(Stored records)
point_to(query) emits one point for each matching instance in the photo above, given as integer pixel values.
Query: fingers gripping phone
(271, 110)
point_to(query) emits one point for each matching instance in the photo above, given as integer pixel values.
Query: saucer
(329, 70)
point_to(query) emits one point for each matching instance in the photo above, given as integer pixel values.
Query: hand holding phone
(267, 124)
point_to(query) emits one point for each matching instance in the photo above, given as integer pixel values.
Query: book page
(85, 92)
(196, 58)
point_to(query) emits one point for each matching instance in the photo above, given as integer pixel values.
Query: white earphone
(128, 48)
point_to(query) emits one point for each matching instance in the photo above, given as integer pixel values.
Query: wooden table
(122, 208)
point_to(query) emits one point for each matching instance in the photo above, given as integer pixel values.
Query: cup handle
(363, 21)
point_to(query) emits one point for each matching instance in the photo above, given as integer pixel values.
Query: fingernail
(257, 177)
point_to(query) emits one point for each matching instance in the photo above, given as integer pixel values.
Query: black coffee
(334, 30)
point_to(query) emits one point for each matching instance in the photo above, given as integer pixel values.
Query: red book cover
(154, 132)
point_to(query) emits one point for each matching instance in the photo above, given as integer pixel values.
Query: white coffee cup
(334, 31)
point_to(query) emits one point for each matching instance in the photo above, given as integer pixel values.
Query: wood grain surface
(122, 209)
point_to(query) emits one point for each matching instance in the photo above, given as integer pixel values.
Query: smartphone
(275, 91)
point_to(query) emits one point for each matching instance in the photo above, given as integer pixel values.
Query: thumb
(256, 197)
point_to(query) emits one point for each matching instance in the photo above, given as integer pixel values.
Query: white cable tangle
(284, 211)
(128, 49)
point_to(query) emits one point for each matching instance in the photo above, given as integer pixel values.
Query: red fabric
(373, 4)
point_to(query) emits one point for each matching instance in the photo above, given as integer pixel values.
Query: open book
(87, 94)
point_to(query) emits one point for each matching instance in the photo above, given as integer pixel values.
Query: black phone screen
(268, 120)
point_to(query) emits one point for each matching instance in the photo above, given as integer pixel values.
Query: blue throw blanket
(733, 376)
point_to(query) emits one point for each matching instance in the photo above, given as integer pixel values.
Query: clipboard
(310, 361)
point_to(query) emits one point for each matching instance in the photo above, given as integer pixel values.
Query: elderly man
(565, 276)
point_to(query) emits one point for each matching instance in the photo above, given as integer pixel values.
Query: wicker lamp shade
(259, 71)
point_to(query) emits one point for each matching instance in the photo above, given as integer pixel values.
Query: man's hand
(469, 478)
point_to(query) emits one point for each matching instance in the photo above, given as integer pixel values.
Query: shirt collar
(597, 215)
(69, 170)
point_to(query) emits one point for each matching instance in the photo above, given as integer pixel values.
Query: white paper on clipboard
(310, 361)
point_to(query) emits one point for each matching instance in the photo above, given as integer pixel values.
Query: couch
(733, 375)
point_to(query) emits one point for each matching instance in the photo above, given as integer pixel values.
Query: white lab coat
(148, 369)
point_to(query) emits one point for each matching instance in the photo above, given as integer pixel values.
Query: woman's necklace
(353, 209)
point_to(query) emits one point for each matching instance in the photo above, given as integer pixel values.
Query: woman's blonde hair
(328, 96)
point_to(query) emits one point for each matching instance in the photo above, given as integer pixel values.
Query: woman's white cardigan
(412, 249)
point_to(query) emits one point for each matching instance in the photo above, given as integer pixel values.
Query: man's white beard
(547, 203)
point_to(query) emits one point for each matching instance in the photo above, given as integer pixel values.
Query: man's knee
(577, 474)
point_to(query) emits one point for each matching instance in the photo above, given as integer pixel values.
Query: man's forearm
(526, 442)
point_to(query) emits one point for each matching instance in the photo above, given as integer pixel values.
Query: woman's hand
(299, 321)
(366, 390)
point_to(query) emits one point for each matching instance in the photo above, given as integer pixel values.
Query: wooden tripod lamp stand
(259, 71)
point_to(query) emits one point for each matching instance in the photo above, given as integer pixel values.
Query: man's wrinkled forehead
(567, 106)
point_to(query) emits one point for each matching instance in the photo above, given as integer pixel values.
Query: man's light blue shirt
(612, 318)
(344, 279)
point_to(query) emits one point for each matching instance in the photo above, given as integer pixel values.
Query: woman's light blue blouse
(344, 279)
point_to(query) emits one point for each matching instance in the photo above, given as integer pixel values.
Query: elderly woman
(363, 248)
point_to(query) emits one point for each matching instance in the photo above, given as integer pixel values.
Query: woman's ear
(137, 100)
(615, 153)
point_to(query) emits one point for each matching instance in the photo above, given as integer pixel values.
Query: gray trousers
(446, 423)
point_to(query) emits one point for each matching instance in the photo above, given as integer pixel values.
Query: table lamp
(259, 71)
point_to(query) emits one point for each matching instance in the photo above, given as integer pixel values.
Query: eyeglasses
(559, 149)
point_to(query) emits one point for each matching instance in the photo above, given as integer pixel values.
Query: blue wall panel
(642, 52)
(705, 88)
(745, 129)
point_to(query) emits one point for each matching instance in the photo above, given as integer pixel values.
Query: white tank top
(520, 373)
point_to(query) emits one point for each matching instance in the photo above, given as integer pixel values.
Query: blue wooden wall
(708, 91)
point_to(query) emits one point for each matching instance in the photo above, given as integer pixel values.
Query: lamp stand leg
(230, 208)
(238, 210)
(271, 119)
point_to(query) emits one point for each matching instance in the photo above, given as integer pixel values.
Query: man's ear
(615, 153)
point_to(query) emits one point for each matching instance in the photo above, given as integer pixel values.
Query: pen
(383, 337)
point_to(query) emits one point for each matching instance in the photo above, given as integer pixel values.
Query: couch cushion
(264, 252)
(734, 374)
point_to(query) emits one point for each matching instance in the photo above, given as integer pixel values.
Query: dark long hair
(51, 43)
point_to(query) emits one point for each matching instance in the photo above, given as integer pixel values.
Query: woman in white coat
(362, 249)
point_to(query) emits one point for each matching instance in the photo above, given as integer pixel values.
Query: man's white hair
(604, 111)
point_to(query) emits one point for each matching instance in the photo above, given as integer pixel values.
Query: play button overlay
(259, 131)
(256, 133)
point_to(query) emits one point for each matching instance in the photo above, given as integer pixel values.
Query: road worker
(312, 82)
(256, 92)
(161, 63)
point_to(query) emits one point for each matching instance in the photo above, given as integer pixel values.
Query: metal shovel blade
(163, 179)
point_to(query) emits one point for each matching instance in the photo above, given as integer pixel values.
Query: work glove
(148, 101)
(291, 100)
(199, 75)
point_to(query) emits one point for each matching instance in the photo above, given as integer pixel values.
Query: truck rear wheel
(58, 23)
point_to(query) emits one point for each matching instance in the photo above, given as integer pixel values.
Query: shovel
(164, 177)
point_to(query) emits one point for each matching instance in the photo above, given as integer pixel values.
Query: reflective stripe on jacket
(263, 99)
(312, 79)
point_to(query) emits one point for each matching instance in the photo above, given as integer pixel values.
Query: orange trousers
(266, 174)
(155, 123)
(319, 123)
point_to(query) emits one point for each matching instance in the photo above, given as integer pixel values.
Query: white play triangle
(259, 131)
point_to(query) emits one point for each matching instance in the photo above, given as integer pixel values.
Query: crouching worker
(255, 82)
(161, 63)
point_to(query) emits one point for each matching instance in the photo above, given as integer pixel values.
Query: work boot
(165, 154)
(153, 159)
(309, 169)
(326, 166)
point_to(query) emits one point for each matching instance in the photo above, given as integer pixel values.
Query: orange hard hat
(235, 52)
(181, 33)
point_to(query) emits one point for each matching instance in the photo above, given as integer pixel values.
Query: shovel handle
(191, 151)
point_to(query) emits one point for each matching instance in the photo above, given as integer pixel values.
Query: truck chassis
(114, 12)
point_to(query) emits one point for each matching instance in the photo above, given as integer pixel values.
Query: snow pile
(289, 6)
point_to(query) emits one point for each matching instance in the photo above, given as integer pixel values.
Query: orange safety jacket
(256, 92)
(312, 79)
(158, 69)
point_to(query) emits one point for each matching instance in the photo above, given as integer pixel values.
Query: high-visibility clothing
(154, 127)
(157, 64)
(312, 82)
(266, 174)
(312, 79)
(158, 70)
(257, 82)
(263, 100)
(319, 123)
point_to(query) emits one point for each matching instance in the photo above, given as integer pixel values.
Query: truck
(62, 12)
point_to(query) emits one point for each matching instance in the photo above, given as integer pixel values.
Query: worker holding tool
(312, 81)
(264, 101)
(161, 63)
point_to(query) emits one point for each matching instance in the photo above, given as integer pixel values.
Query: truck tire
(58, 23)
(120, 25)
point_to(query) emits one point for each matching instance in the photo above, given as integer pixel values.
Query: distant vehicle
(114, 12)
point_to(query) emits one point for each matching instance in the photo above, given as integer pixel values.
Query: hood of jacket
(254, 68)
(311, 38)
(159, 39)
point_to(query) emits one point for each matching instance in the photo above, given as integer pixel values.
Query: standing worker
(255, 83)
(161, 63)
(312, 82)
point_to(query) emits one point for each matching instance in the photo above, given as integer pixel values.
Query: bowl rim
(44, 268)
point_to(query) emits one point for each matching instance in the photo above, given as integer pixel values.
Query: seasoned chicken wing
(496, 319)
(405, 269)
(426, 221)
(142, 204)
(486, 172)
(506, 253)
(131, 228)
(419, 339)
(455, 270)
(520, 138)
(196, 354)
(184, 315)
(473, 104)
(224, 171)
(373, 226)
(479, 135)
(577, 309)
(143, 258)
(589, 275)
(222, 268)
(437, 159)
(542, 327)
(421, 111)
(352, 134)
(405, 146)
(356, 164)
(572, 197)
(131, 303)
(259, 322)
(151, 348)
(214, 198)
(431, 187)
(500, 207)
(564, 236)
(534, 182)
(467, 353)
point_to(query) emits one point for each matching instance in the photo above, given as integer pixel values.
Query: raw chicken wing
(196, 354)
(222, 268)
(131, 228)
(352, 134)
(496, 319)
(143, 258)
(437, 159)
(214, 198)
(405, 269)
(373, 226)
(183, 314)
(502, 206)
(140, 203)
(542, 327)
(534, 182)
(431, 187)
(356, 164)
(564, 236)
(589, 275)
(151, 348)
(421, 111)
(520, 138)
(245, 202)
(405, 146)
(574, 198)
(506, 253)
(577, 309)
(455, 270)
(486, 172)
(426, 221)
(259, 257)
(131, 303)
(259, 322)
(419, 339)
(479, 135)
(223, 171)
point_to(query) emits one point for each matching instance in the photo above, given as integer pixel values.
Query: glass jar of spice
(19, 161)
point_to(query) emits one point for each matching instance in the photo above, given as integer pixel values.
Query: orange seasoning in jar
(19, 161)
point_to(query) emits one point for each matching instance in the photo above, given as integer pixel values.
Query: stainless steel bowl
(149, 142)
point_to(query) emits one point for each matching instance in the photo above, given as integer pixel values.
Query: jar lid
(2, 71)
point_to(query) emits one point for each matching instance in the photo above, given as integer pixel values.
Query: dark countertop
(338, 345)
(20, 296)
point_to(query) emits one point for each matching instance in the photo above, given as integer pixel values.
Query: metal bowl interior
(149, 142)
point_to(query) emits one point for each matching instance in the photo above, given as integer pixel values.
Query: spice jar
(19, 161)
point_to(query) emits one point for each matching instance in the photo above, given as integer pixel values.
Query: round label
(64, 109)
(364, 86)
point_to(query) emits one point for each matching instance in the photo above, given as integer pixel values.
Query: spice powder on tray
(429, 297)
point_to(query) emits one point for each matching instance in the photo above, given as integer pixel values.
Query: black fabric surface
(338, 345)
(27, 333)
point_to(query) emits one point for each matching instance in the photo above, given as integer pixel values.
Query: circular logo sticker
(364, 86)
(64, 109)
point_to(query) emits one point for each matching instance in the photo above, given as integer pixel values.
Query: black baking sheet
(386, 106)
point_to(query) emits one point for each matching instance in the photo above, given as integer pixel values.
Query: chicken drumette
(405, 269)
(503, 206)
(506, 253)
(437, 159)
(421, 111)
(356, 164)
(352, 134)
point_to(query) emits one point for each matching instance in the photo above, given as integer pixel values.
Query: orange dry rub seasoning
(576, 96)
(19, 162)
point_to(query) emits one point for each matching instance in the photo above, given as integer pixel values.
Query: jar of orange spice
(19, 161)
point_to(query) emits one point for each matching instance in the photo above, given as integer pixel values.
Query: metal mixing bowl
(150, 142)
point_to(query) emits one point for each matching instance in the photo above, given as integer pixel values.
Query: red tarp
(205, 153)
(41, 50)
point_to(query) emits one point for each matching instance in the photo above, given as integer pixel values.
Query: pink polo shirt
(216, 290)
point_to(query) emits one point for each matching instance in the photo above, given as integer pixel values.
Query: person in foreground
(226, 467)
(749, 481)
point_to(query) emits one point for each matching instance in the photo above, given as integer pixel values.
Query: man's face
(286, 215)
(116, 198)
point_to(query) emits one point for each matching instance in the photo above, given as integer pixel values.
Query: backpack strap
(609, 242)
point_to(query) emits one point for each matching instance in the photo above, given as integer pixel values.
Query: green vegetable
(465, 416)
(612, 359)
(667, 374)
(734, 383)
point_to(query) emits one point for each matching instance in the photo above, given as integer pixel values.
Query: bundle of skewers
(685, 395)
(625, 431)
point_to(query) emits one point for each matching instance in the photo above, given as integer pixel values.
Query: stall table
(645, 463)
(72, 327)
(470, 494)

- Activity: The answer must be the lines from the one containing "Query: green vegetable" through the last line of the records, copied exactly, with nothing else.

- Answer to the exercise:
Query: green vegetable
(465, 416)
(612, 359)
(667, 374)
(734, 383)
point_to(query) emits one point for each matching instance in the photo above, given as integer pixel values.
Query: bundle of skewers
(685, 395)
(625, 431)
point_to(query) emits one point for each matching instance in the photo above, given as integer pixel values.
Query: stall table
(645, 463)
(72, 327)
(470, 494)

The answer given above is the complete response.